[What is expected]
Transcribe every record exactly as it appears.

***

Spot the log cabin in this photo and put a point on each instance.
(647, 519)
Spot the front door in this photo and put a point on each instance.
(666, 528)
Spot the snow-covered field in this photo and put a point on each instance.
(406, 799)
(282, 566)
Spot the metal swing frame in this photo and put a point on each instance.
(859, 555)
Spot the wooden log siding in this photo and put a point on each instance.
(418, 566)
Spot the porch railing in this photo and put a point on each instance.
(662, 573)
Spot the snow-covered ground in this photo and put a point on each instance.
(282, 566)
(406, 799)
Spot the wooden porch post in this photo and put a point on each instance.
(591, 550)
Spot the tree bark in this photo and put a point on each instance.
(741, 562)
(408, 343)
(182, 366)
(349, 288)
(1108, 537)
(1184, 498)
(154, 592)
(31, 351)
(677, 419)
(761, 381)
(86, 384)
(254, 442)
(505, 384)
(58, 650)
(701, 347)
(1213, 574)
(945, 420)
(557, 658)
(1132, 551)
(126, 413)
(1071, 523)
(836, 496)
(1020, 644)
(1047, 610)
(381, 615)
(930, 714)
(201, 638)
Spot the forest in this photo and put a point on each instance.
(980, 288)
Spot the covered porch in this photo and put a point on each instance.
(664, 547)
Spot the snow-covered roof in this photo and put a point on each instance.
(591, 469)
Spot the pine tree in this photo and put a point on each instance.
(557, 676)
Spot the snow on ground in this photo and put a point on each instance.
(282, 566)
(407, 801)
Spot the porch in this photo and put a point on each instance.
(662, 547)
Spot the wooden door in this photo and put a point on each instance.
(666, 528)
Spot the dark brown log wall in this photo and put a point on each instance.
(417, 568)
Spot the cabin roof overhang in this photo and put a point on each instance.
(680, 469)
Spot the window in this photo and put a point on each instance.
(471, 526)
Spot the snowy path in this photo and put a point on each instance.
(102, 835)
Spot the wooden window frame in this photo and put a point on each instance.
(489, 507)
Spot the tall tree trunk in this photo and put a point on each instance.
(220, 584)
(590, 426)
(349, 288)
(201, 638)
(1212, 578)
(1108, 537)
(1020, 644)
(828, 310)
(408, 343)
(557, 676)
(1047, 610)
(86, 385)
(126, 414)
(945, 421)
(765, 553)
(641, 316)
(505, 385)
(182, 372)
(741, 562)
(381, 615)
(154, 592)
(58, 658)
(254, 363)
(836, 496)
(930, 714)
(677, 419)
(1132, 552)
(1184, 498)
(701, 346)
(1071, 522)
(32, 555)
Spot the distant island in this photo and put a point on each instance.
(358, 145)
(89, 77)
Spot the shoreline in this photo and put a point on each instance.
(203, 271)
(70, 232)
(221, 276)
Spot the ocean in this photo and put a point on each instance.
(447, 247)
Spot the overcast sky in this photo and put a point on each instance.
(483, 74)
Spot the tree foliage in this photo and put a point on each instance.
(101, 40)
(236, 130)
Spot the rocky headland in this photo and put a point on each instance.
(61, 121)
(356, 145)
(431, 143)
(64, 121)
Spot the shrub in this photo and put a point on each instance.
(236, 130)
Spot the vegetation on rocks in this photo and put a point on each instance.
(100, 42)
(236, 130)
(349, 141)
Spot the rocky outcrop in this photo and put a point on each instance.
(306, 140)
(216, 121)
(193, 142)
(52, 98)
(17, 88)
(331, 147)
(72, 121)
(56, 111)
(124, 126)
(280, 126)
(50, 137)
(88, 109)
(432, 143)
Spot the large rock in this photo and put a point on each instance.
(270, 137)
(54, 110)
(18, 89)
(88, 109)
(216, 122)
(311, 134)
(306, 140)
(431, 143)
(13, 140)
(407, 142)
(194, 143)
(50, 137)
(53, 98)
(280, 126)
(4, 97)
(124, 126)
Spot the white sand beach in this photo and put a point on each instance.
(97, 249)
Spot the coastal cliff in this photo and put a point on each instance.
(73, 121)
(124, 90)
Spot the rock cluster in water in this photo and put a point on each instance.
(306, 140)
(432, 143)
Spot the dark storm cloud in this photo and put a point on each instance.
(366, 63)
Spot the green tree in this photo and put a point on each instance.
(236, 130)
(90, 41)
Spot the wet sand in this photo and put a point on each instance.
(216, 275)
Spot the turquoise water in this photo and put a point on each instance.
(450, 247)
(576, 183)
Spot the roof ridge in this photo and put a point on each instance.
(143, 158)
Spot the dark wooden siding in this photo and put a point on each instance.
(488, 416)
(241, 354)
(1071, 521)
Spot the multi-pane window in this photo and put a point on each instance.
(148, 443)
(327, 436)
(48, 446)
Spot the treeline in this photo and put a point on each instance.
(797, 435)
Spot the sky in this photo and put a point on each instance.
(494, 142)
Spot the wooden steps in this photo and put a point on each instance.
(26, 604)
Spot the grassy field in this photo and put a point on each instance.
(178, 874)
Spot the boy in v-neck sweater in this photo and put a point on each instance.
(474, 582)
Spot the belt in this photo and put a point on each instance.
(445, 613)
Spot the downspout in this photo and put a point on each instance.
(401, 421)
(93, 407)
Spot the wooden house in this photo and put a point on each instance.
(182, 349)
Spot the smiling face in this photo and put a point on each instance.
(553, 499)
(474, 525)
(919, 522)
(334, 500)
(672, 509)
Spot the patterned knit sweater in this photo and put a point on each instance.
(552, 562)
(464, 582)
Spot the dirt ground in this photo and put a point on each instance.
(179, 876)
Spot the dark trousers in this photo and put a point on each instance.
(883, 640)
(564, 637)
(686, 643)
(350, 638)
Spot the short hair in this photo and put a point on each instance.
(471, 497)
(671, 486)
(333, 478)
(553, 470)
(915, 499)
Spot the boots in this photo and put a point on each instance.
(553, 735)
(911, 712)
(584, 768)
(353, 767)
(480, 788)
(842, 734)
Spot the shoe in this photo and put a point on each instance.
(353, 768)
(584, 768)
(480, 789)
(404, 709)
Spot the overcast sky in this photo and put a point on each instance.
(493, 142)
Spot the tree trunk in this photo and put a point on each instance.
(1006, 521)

***

[Response to this exercise]
Spot the log cabin in this photo and put a point on each instance.
(647, 519)
Spot the front door in this photo and put a point on each instance.
(666, 528)
Spot the snow-covered field in this photo and put a point on each instance.
(406, 799)
(282, 566)
Spot the metal swing frame in this photo and put a point on each instance.
(859, 555)
Spot the wooden log siding in this photo and put a point on each instance.
(418, 566)
Spot the porch railing in this photo and put a point on each instance.
(662, 573)
Spot the snow-covered ground in this photo and put a point on each instance.
(282, 566)
(406, 799)
Spot the wooden porch post in this photo and put a point on each instance.
(591, 550)
Spot the tree bark in this photo and put a point on each instance.
(741, 562)
(408, 343)
(182, 366)
(349, 288)
(1108, 537)
(1184, 498)
(154, 592)
(31, 351)
(677, 419)
(761, 381)
(86, 384)
(254, 442)
(505, 384)
(58, 650)
(701, 347)
(1213, 574)
(945, 420)
(557, 658)
(1132, 551)
(126, 413)
(1071, 523)
(836, 496)
(1020, 644)
(1047, 610)
(381, 615)
(930, 714)
(201, 638)
Spot the forest in this photo and put a point on each instance.
(980, 288)
Spot the covered porch in this photo and put a point on each instance.
(664, 547)
Spot the snow-covered roof in this photo and put a point on each instance.
(591, 469)
Spot the pine tree in this photo and put a point on each instance.
(557, 676)
Spot the snow on ground in this photo and put a point on each instance.
(282, 566)
(407, 801)
Spot the porch in this photo and put a point on each instance.
(662, 547)
Spot the wooden door in this photo and put a point on each instance.
(666, 528)
Spot the dark brown log wall in this photo and put a point on each instance.
(417, 568)
Spot the cabin roof overhang in this photo and put a point on each instance.
(680, 469)
Spot the window in this photo and put a point on each instance.
(471, 526)
Spot the snowy path in this photo and put a point on each instance.
(102, 835)
Spot the wooden window frame in this photo and put a point on each instance.
(489, 507)
Spot the tall tree trunk in this photo and put a point on each instance.
(220, 584)
(590, 426)
(349, 288)
(201, 638)
(1212, 578)
(1108, 537)
(1020, 644)
(828, 310)
(408, 343)
(557, 676)
(1047, 610)
(86, 385)
(126, 414)
(945, 421)
(765, 553)
(641, 316)
(505, 385)
(182, 372)
(741, 562)
(381, 615)
(154, 592)
(58, 658)
(254, 363)
(836, 496)
(930, 714)
(677, 419)
(1132, 552)
(1184, 498)
(701, 346)
(1071, 522)
(32, 555)
Spot the distant island in this photo and put a point on each instance.
(358, 145)
(89, 77)
Spot the shoreline in this photo and put a point on each instance.
(203, 271)
(70, 232)
(221, 276)
Spot the ocean in this photo and put a point on each instance.
(447, 247)
Spot the overcast sky in this photo and put a point on each instance.
(483, 74)
Spot the tree foliage in this photo and put a point on each instance.
(101, 40)
(236, 130)
Spot the rocky headland in this photo and put a point on each instance.
(61, 121)
(356, 145)
(431, 143)
(64, 121)
Spot the shrub in this photo and put a point on each instance.
(236, 130)
Spot the vegetation on rocks in this photo and put a point on each instance.
(100, 42)
(236, 130)
(349, 141)
Spot the rocky outcrop in this photo and put a point on each instance.
(306, 140)
(216, 121)
(193, 142)
(52, 98)
(17, 88)
(331, 147)
(72, 121)
(56, 111)
(124, 126)
(280, 126)
(50, 137)
(88, 109)
(432, 143)
Spot the large rock in this photo and put a point on each instance.
(270, 137)
(54, 110)
(18, 89)
(88, 109)
(216, 122)
(311, 134)
(306, 140)
(431, 143)
(13, 140)
(407, 142)
(194, 143)
(50, 137)
(53, 98)
(280, 126)
(4, 97)
(124, 126)
Spot the white sand beach in this photo and put a point on each instance.
(97, 249)
Spot the coastal cliff in this photo and put a point on each instance.
(73, 121)
(124, 90)
Spot the rock cluster in water in this photo and put a point on each instance.
(306, 140)
(432, 143)
Spot the dark storm cloud in this photo and put a point on each instance.
(366, 63)
Spot the green tree in this photo and put a point on each instance.
(236, 130)
(90, 41)
Spot the wet sand in this photo and put a point on each instance.
(216, 275)
Spot the turquoise water in this photo and put a point on each instance.
(450, 247)
(576, 183)
Spot the roof ridge in this photo and put a point on each instance.
(143, 158)
Spot the dark wooden siding in this photo and put a point on each instance.
(488, 416)
(241, 354)
(1071, 521)
Spot the multi-pane window in this photo and put a point on each instance.
(148, 443)
(327, 436)
(48, 446)
Spot the treeline in this photo and put a point on each instance.
(797, 435)
Spot the sky in this photo and put a point on each instance.
(494, 142)
Spot the wooden steps in this photo and put a point on each instance.
(26, 604)
Spot the grassy field in this photo and put a point on each instance.
(178, 874)
Spot the boy in v-neck sweater in this photo and put a point on each instance.
(474, 582)
Spot the belt in this photo and put a point on each instance.
(445, 613)
Spot the downspout in this photo and put a point on each instance.
(401, 421)
(93, 407)
Spot the wooden house in this photo and put a point on each instance.
(182, 349)
Spot the smiling face in this photo and put a point on each instance.
(553, 499)
(474, 525)
(919, 522)
(334, 500)
(672, 509)
Spot the patterned knit sweater in this photo and put a point on each instance.
(552, 562)
(464, 582)
Spot the dirt ground in this photo and put a point on each instance.
(179, 876)
Spot the dark trousers in this photo and put a point on each instance.
(883, 640)
(564, 637)
(686, 643)
(350, 638)
Spot the short hair in this photo and put a point on each instance.
(471, 497)
(671, 486)
(333, 478)
(553, 470)
(915, 499)
Spot the boots in this photo and put a point on each instance.
(553, 735)
(911, 712)
(584, 768)
(353, 767)
(480, 788)
(842, 734)
Spot the shoe in this photo and put a point on each instance.
(353, 768)
(584, 768)
(480, 789)
(404, 709)
Spot the overcast sky in this photo and put a point on each instance.
(493, 142)
Spot the tree trunk in this photo and put a point on each instance.
(1006, 521)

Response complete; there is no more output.